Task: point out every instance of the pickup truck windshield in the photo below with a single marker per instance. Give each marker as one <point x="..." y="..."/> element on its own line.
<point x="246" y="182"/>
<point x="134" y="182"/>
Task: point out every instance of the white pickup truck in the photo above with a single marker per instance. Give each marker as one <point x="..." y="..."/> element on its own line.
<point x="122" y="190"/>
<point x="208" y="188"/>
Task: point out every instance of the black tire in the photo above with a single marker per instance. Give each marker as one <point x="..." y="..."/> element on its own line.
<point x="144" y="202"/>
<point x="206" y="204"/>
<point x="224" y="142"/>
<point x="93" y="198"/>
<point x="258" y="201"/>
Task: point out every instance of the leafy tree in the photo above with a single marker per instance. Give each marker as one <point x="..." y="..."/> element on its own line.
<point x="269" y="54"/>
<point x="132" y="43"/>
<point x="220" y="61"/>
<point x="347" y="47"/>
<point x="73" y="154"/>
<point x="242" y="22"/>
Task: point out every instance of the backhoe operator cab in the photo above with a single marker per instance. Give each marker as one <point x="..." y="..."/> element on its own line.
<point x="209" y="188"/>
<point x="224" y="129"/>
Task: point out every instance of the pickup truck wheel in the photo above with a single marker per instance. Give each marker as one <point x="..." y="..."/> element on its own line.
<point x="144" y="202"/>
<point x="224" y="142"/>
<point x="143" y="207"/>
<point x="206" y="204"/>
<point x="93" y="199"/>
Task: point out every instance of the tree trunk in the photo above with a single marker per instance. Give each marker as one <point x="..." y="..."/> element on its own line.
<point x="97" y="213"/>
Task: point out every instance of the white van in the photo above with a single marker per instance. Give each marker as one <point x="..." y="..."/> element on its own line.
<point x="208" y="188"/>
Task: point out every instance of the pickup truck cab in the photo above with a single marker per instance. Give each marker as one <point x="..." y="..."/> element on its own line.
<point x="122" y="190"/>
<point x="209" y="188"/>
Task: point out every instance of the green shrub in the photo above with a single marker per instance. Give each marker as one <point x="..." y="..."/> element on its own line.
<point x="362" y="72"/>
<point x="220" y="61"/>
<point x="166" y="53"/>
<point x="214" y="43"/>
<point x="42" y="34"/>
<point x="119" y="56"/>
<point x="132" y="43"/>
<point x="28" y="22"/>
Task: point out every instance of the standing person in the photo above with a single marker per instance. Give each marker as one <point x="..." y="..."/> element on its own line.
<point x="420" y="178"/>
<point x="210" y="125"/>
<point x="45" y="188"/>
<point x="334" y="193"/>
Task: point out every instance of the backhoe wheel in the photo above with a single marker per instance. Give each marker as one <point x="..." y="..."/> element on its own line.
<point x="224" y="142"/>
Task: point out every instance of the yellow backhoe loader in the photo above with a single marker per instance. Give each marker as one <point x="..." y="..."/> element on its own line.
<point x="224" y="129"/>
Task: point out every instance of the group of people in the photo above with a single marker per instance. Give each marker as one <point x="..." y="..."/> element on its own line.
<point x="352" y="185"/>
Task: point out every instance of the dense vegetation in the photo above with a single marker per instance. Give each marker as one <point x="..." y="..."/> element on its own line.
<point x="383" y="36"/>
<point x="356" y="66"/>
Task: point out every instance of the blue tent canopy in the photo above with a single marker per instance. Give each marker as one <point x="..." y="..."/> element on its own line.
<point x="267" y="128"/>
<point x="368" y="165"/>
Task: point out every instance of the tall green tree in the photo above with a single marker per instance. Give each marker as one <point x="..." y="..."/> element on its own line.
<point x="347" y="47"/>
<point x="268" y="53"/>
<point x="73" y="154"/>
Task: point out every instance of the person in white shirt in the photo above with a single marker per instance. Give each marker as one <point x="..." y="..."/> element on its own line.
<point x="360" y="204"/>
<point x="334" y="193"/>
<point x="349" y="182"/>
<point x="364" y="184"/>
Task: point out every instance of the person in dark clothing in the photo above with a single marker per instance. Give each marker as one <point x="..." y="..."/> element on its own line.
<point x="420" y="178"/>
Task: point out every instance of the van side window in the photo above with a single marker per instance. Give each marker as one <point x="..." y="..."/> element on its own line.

+++

* **Work task**
Working from the material above, reproduce it in full and unchanged.

* **Result**
Task: point out every instance of the pickup truck windshield in the photo below with a single marker per instance. Give each marker as one <point x="..." y="..."/> element on its own line.
<point x="246" y="182"/>
<point x="134" y="182"/>
Task: point out every instance of the white pickup truck in the photo above with a single marker per instance. Give each marker as one <point x="..." y="..."/> element on its own line.
<point x="122" y="190"/>
<point x="208" y="188"/>
Task: point out every instance of the black tire in the photo above with a single marker per instance. Give each marker as one <point x="..." y="..."/> element on its own line.
<point x="144" y="202"/>
<point x="206" y="204"/>
<point x="224" y="142"/>
<point x="93" y="198"/>
<point x="258" y="201"/>
Task: point out every instance of the leafy tree in the photo above with a single marker per instance. Give each marker as one <point x="..." y="..."/> element on its own line.
<point x="269" y="54"/>
<point x="132" y="43"/>
<point x="220" y="61"/>
<point x="347" y="47"/>
<point x="73" y="154"/>
<point x="242" y="22"/>
Task: point out every instance of the backhoe operator cab in the photo above with a single marker per instance. Give each marker as one <point x="..." y="..."/> element on its own line.
<point x="209" y="188"/>
<point x="224" y="129"/>
Task: point out every instance of the pickup truck wheel in the photo above with a single marker per instance. Give each marker as one <point x="..." y="..."/> element on its own line.
<point x="144" y="202"/>
<point x="224" y="142"/>
<point x="143" y="207"/>
<point x="206" y="204"/>
<point x="93" y="199"/>
Task: point out every instance of the tree trunk in the photo above with a single marker per instance. Give each marker as one <point x="..." y="..."/> element on its own line.
<point x="97" y="213"/>
Task: point out every instance of the white van in the photo above with a single marker per instance. Give each marker as one <point x="..." y="..."/> element on its own line.
<point x="208" y="188"/>
Task: point out every instance of the pickup truck cab in the photo above with a single marker per instance. Give each marker as one <point x="..." y="..."/> element on its own line.
<point x="122" y="190"/>
<point x="209" y="188"/>
Task: point out every instance of the green shrub in the photo above with a single marker per instance. Give each marker as one <point x="..." y="..."/> element on its own line.
<point x="362" y="72"/>
<point x="220" y="61"/>
<point x="166" y="53"/>
<point x="214" y="43"/>
<point x="42" y="34"/>
<point x="119" y="56"/>
<point x="132" y="43"/>
<point x="28" y="22"/>
Task: point out every instance of the standing person in the photo above with a single marker per instance. Give each marker as one <point x="..." y="..."/> element on its own line.
<point x="420" y="178"/>
<point x="210" y="125"/>
<point x="45" y="188"/>
<point x="334" y="193"/>
Task: point out every instance of the backhoe wheel in the photo above with a single marker per instance. Give each marker as one <point x="..." y="..."/> element on its own line.
<point x="224" y="142"/>
Task: point out every instance of the yellow backhoe loader in the photo above with a single marker per instance. Give each marker as one <point x="..." y="..."/> element on its own line.
<point x="224" y="129"/>
Task: point out every instance of the group of people in the photo above with a single marker per instance. Give each marker as one <point x="..." y="..."/> element on its own line.
<point x="352" y="185"/>
Task: point out every instance of the dense vegetation in the photo above with a single marker per instance. Give each marker as one <point x="..." y="..."/> element on its own line.
<point x="383" y="36"/>
<point x="356" y="66"/>
Task: point out every instance of the blue tent canopy in the photo above with a single marker per instance. Give each marker as one <point x="..." y="..."/> element on its own line.
<point x="267" y="128"/>
<point x="368" y="165"/>
Task: point out every instance of the tall green tree in the photo above with a single marker per instance. Give each marker as one <point x="..." y="..."/> element on its own line.
<point x="347" y="47"/>
<point x="268" y="53"/>
<point x="73" y="154"/>
Task: point out every instance of the person in white shirt in the photo above with a single marker per instance. Give each marker as one <point x="..." y="..."/> element on its own line.
<point x="360" y="204"/>
<point x="334" y="193"/>
<point x="349" y="182"/>
<point x="364" y="184"/>
Task: point out every instance of the person in dark clothing in the photo above with a single marker per instance. Give each marker as one <point x="..." y="..."/> element on its own line.
<point x="420" y="178"/>
Task: point out every instance of the van side window in the photo above with a single marker per instance. Give each marker as one <point x="..." y="..."/> element on its own line.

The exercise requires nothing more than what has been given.